What needs to be done: Look through the lines below, find those with the word "clicks", and copy them.

Extracted material:
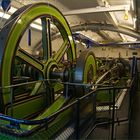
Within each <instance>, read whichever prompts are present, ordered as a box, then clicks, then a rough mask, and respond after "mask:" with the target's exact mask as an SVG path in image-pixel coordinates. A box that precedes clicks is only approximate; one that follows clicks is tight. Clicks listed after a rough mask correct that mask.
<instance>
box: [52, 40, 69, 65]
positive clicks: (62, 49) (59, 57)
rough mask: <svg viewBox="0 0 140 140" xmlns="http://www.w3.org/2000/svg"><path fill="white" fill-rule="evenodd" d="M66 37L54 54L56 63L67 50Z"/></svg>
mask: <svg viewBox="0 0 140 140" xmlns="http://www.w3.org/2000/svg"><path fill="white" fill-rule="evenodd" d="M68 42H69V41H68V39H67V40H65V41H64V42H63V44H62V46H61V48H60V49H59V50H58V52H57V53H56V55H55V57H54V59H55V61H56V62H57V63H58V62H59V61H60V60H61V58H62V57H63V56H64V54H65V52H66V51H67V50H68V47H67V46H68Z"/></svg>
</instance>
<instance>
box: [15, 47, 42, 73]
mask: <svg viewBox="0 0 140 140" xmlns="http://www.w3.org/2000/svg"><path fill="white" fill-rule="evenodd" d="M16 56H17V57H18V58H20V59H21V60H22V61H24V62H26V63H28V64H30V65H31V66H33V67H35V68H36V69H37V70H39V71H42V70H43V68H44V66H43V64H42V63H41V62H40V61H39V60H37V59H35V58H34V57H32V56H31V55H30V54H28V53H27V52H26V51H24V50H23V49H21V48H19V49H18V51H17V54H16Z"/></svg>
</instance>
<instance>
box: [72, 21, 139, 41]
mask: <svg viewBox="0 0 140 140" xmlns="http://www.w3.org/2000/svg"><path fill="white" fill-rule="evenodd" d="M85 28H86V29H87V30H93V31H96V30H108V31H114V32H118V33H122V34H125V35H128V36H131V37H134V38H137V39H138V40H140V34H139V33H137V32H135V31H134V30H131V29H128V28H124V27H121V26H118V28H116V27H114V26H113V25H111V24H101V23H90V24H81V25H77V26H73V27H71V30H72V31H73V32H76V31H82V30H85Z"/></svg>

Problem solution:
Within each <instance>, read whichever prompts are present, ordered as a box, then clicks, then a rough mask, and respond after "mask:" with the target's exact mask as an SVG path in image-pixel coordinates. A box that precedes clicks is only approximate; one that follows clicks is tight. Clicks listed after a rough mask correct that mask.
positive clicks: (62, 49) (59, 57)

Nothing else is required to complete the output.